**WHAT TO DO:** Put the lines below into a Markdown table with two columns, No. and Line, numbering each one and skipping any blank lines and all pictures. Start at the line that has "of the gray" and go on through the final line.
-- START EXERCISE MATERIALS --
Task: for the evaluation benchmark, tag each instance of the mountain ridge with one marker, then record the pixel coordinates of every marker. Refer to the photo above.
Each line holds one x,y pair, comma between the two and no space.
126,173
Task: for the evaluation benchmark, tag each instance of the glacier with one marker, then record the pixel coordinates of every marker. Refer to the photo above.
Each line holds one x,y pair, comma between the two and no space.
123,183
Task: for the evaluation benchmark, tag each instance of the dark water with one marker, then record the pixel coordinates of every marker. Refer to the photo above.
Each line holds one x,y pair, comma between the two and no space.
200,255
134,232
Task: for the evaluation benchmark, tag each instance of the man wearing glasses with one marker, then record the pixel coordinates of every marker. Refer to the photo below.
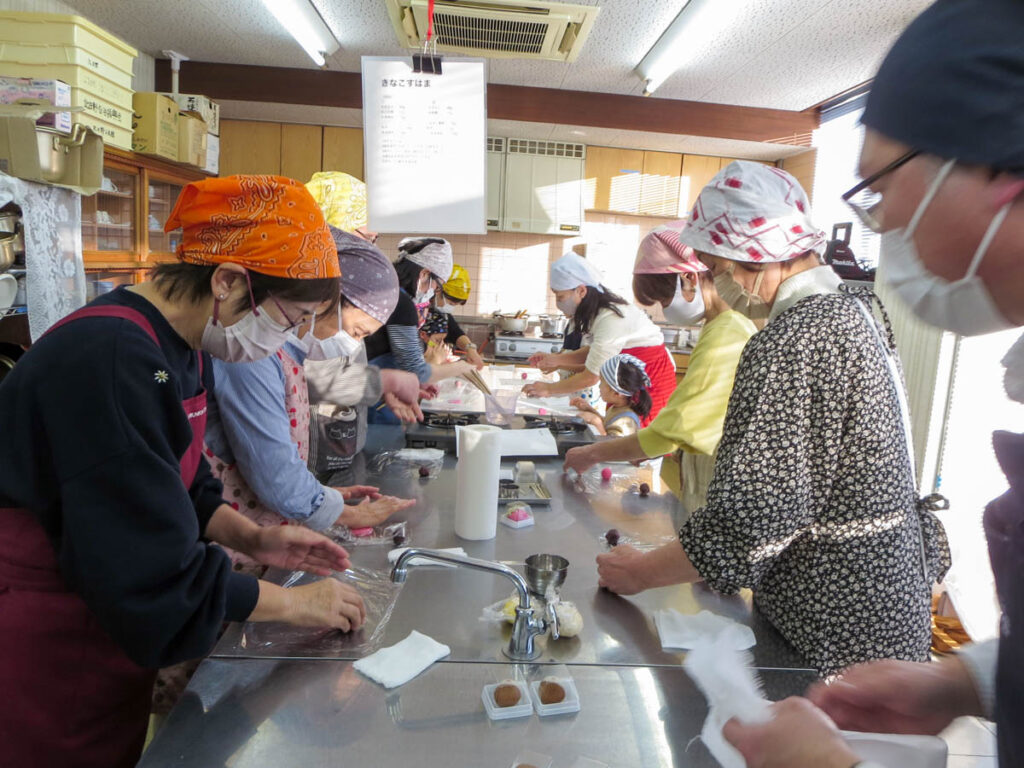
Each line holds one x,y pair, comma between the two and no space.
944,148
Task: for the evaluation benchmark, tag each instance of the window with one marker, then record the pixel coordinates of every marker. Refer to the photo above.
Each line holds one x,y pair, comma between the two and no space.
839,141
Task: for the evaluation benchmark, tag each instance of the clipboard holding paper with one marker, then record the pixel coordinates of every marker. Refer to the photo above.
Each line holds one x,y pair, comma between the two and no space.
425,144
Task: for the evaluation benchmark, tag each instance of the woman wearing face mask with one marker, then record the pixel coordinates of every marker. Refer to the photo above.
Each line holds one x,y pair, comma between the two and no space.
688,428
258,437
813,503
424,264
453,295
108,508
609,326
953,252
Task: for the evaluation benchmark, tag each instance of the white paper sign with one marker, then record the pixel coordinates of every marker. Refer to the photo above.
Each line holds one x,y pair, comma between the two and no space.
425,143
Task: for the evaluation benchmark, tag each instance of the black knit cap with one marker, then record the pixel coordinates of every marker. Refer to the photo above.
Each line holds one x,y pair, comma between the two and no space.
953,84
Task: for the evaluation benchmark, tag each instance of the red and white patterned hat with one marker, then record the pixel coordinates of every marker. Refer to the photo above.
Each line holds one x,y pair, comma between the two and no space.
662,253
753,212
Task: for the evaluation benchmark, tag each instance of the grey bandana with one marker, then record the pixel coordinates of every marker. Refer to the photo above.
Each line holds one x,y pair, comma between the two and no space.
368,278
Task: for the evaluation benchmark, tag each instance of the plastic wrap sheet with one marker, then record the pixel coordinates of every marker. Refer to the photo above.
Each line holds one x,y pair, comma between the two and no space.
391,535
410,462
379,595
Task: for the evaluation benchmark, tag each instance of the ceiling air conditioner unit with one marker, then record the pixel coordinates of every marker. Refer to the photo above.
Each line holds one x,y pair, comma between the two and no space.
511,29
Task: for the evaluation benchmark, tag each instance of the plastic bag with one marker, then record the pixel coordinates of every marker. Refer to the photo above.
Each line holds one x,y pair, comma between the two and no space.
336,435
379,595
392,535
411,462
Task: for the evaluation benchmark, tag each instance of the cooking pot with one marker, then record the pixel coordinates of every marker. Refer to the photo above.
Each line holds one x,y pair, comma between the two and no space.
552,325
8,249
511,324
54,146
8,221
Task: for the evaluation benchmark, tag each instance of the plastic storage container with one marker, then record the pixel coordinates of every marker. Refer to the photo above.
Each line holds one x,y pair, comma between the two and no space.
57,29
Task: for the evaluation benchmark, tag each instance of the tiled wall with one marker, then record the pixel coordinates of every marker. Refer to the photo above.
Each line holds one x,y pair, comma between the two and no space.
509,270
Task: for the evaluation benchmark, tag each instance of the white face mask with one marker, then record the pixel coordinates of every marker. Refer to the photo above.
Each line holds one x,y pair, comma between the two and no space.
252,338
1013,379
964,305
339,345
567,306
683,312
423,297
738,298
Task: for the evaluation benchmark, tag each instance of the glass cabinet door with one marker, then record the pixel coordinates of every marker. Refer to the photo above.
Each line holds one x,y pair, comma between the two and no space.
161,197
109,216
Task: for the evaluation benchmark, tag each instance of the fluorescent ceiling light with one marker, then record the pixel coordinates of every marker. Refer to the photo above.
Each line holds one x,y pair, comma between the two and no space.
304,24
690,33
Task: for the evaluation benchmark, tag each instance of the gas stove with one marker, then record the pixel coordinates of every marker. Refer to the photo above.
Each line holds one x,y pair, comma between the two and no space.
519,347
437,429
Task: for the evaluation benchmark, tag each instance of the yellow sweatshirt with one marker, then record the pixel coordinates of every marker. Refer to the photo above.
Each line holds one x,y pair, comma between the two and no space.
691,421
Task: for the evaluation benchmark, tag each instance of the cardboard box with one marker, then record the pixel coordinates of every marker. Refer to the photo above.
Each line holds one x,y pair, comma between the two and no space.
192,138
55,92
209,111
19,156
156,125
212,155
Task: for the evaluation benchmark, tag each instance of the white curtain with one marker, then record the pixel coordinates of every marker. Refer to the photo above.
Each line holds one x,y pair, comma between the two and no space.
54,271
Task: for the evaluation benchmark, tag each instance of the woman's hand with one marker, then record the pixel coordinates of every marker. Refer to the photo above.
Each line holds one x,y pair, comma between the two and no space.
624,570
473,357
357,492
369,513
546,361
899,696
537,389
579,459
799,735
297,548
325,603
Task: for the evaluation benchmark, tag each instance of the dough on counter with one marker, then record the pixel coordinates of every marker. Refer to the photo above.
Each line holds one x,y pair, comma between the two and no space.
507,694
551,690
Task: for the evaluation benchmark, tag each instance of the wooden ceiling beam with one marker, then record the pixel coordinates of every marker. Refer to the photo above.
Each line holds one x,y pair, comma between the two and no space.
344,89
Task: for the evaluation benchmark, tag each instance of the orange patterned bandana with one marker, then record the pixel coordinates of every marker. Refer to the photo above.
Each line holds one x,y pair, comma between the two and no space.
269,224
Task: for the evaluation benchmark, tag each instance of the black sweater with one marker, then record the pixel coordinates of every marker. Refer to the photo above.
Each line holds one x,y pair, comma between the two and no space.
93,432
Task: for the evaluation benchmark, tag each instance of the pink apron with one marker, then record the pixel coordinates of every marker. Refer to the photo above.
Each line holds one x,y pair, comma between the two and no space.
237,491
80,700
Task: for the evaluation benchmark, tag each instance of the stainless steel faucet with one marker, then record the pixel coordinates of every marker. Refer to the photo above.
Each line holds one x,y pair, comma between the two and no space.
526,626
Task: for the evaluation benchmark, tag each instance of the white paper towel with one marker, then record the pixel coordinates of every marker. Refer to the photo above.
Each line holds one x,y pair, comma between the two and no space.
476,481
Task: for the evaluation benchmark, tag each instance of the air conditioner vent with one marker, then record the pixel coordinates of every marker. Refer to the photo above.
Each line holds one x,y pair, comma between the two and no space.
489,34
502,29
546,148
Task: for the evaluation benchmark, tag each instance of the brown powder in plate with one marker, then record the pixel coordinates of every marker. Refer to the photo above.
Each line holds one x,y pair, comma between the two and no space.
507,694
551,692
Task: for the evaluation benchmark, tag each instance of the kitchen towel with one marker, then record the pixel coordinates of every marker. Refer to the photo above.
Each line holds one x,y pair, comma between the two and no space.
680,631
733,690
476,481
394,554
400,663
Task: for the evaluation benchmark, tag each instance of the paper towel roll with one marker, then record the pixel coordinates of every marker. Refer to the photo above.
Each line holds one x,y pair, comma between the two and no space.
476,481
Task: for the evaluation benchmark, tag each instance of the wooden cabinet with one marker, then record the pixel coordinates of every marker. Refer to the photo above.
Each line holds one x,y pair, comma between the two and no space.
697,171
123,222
249,146
613,177
802,167
343,151
659,183
301,151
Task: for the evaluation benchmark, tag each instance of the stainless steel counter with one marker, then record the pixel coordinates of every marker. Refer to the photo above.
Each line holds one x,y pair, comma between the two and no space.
446,603
272,695
259,713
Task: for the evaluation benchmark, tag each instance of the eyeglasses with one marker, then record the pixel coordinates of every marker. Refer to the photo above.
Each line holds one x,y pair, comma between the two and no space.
868,215
292,325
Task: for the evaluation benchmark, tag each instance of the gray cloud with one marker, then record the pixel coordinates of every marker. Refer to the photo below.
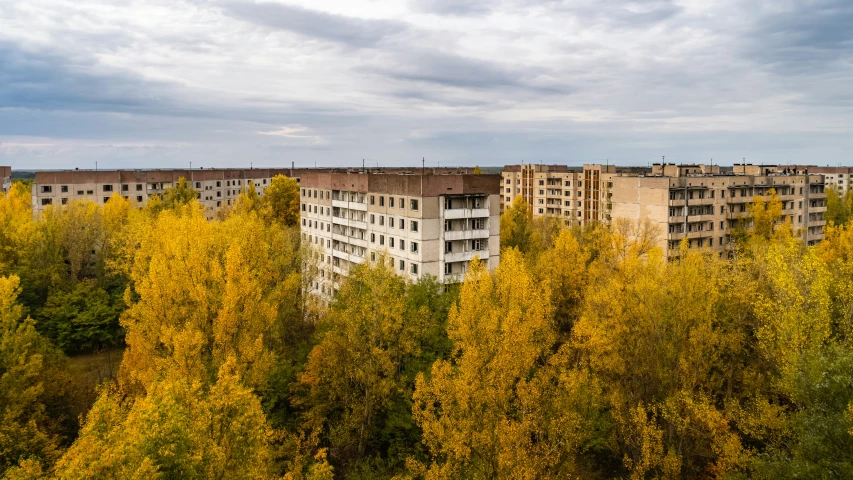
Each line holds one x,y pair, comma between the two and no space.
455,7
805,37
456,71
350,31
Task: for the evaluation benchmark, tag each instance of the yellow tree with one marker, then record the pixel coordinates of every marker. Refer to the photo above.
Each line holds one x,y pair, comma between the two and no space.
354,372
564,269
280,202
503,406
765,214
650,332
180,429
201,291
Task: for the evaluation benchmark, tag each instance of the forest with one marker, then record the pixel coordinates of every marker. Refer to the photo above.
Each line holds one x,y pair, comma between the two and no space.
586,354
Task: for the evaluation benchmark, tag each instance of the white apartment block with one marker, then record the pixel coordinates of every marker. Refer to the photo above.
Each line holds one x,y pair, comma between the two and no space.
-- END EXERCISE MATERIALS --
**PROBLEM SOLUTION:**
| No. | Line |
|---|---|
| 1 | Task: for the evaluation benchmark, tag each instance of the gray cloud with one marker, then record the pixel coordinates of every marker. Refer to the photo below. |
| 2 | Each line holds one x,y pair, comma between the two and no space. |
| 3 | 455,7 |
| 4 | 805,37 |
| 5 | 456,71 |
| 6 | 350,31 |
| 7 | Task: for the evaluation benchmark, tag each instance of the yellow tree with one marker, then record the pixel coordinates of every marker. Refer to the photo above. |
| 8 | Each line holds one x,y pair, comma between the two and no space. |
| 9 | 354,372 |
| 10 | 564,269 |
| 11 | 280,202 |
| 12 | 503,406 |
| 13 | 765,214 |
| 14 | 650,332 |
| 15 | 180,429 |
| 16 | 201,291 |
| 17 | Task: for the evaluation benchmark, tag each instance of the forest with one marker, then record the pixel coordinates of every marker. Refer to the photo above. |
| 18 | Each line holds one x,y pair, comma between the two and no space. |
| 19 | 586,354 |
| 20 | Task: for the evaluation benchmark, tag each instance of the white apartment block with one marker, then record the pixel coordinates of every marker. Refer to the photo above. |
| 21 | Each line holds one x,y pair, comma between the two and no space. |